_Required work:_
Using the article on the care workers' petition, answer each question.
(a) What minimum starting salary does the petition call for?
(b) In which town was the petition presented to regional political leaders?
(c) In which city does Julia Mwaluke work as a care worker?

_Page extract:_
+--
A group of care workers and UNISON members presented a petition to all ten Greater Manchester council leaders and Greater Manchester Mayor Andy Burnham today (Friday).
The petition calls on Greater Manchester’s ten local authorities to require the Foundation Living Wage (£9.90) as a minimum starting salary for all directly employed and commissioned care and support workers. The petition has received almost 4500 signatures so far.
The care workers presented the petition to regional political leaders in Rochdale earlier this morning ahead of a meeting of Greater Manchester Combined Authority (GMCA).
Care workers presented the petition directly to GMCA Deputy Mayor Paul Dennett (Salford City Council Leader) and GMCA Healthy Lives & Quality Care portfolio holder Brenda Warrington (Tameside Council Leader). The care workers also spoke with Greater Manchester Mayor Andy Burnham as well as Leaders of five other councils (Trafford, Manchester, Oldham, Stockport and Rochdale). Council leaders heard short speeches from care workers, who explained why they are campaigning for a Living Wage.
Stockport care worker and UNISON rep Danielle Dolan launched the petition, she said: “We worked tirelessly during the pandemic to care for Greater Manchester – but does Greater Manchester care about us?
“We feel under-valued, under-appreciated and under-paid. This is why thousands of excellent dedicated care workers are leaving the profession for better paid jobs in other industries, which is worsening the social care staffing crisis.
“We are Greater Manchester’s care and support workers. And we demand a pay rise.
Salford care worker and UNISON rep Julia Mwaluke said: “As care workers, we have been neglected for too long- even during this pandemic it feels like the Government forgets we exist.
“We need a Living Wage so that we can put food on the table for our kids and improve our living conditions. The cost of everything is going up and I know many care workers who have been forced to use food banks. This is why we are fighting for all care workers in Greater Manchester to be paid the real Living Wage.”
UNISON North West regional organiser Dan Smith said: “The real Living Wage is the very least that care workers deserve – but so many providers continue to pay poverty wages to frontline staff while extracting profits from public contracts or paying grossly inflated wages to executives.
“UNISON North West and care workers across the region call on local councils to take responsibility for the pay and conditions of social care workers by making the Foundation Living Wage the minimum starting salary for all commissioned social care.
“This can be done- it is within councils’ power to ensure that care workers in their area are paid a real Living Wage. It’s time for our political leaders to show that Greater Manchester really does do things differently.”
+--
_Records:_
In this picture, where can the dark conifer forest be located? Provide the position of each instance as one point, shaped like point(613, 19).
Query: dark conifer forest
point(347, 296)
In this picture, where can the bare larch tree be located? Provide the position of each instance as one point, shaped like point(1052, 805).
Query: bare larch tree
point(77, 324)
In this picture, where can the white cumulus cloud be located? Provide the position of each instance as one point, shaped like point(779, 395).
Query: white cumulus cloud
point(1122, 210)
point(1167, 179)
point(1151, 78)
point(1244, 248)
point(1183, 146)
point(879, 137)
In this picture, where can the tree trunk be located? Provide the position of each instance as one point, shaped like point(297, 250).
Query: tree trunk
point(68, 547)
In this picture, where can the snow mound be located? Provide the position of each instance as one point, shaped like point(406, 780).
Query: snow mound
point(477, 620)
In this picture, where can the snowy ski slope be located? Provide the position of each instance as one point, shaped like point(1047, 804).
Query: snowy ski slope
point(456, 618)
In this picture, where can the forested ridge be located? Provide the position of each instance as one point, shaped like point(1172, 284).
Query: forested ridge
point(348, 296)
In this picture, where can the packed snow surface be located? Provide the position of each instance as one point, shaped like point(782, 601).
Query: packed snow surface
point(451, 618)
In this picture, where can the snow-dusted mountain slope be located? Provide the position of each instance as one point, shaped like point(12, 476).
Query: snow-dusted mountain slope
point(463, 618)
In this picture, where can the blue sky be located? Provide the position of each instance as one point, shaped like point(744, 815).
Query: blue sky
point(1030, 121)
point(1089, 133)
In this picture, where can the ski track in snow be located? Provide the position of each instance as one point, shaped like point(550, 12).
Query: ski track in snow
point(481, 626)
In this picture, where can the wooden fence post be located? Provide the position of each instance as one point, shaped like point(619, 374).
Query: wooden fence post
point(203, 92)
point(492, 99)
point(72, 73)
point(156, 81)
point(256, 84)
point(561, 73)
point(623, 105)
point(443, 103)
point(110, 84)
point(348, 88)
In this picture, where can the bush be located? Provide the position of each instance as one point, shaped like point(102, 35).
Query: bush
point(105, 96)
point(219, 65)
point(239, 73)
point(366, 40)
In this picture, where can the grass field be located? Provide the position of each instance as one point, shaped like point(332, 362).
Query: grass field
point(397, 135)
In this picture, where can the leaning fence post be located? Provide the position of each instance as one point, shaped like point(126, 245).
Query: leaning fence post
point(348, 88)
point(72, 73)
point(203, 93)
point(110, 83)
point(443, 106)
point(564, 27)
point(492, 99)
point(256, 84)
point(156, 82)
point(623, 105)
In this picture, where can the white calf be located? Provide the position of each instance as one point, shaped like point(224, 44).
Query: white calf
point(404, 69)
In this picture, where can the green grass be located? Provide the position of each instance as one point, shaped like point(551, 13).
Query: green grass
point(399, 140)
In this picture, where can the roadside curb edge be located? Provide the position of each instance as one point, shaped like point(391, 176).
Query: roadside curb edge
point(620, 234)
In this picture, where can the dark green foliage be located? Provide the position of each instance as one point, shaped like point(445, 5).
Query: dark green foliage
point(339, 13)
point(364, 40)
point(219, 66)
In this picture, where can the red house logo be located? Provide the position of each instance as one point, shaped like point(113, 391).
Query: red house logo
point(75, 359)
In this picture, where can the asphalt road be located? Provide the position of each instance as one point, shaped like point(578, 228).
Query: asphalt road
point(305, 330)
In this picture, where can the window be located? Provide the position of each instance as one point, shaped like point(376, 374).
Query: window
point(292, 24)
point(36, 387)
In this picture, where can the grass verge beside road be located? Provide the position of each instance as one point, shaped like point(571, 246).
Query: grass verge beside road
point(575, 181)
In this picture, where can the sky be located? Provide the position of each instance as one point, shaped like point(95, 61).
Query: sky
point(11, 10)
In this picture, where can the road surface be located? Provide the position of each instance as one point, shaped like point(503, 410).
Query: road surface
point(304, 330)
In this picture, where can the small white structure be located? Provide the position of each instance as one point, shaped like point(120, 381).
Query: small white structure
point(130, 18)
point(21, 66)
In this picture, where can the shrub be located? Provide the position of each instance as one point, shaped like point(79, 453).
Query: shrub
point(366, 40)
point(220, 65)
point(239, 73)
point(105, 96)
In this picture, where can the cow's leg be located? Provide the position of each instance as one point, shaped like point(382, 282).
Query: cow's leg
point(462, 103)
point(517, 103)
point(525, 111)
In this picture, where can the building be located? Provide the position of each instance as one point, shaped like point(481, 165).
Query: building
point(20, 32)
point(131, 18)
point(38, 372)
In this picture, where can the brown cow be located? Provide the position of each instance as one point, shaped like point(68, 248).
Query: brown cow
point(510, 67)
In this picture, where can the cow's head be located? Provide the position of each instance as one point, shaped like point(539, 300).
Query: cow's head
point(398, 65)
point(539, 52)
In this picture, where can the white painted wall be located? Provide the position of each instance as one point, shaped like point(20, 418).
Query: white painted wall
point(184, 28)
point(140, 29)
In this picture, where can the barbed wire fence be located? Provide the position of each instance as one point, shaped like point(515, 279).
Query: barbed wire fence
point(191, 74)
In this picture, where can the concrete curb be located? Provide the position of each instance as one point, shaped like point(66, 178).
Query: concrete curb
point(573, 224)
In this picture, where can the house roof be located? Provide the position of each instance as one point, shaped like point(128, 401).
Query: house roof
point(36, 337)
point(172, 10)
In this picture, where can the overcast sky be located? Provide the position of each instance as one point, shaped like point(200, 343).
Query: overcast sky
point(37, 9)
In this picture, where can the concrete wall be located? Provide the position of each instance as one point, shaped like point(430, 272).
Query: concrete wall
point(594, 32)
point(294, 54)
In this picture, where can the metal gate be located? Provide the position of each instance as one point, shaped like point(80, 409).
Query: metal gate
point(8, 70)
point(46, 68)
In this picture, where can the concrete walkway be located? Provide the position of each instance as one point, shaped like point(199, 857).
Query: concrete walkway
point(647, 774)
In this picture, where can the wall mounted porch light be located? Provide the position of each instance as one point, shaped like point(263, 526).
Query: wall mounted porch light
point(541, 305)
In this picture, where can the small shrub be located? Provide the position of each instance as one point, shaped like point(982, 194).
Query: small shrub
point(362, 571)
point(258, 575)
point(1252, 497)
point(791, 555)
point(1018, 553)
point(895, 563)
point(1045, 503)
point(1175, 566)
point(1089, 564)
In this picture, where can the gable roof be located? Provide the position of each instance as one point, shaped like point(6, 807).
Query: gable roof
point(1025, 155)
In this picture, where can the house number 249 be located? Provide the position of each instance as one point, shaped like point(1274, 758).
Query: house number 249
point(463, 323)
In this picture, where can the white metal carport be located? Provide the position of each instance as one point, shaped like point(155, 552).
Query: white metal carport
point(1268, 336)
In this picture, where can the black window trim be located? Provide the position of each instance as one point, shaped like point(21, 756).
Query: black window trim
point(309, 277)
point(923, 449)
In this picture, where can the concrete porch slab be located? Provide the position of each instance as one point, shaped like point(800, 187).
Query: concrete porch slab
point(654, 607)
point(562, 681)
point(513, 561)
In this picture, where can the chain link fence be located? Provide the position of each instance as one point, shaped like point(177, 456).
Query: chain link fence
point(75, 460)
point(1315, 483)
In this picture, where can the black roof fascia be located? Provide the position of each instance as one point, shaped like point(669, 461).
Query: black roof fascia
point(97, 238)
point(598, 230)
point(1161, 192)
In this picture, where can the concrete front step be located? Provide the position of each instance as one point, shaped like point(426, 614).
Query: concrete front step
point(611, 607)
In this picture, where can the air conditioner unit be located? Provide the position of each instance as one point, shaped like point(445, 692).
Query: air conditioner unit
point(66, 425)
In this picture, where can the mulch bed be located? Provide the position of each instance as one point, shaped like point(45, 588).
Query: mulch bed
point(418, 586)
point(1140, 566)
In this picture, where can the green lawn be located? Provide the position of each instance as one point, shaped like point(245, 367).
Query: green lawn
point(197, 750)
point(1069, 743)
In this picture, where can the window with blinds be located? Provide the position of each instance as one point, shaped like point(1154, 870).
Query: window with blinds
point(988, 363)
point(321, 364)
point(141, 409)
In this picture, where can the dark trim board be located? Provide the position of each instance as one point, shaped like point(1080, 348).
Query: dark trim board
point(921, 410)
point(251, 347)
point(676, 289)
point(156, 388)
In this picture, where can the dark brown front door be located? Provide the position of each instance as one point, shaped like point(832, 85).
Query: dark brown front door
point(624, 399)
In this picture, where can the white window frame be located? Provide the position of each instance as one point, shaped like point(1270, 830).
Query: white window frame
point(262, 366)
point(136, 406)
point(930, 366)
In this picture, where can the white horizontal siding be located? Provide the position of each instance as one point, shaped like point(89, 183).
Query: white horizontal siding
+--
_Response area:_
(a) The Foundation Living Wage (£9.90)
(b) Rochdale
(c) Salford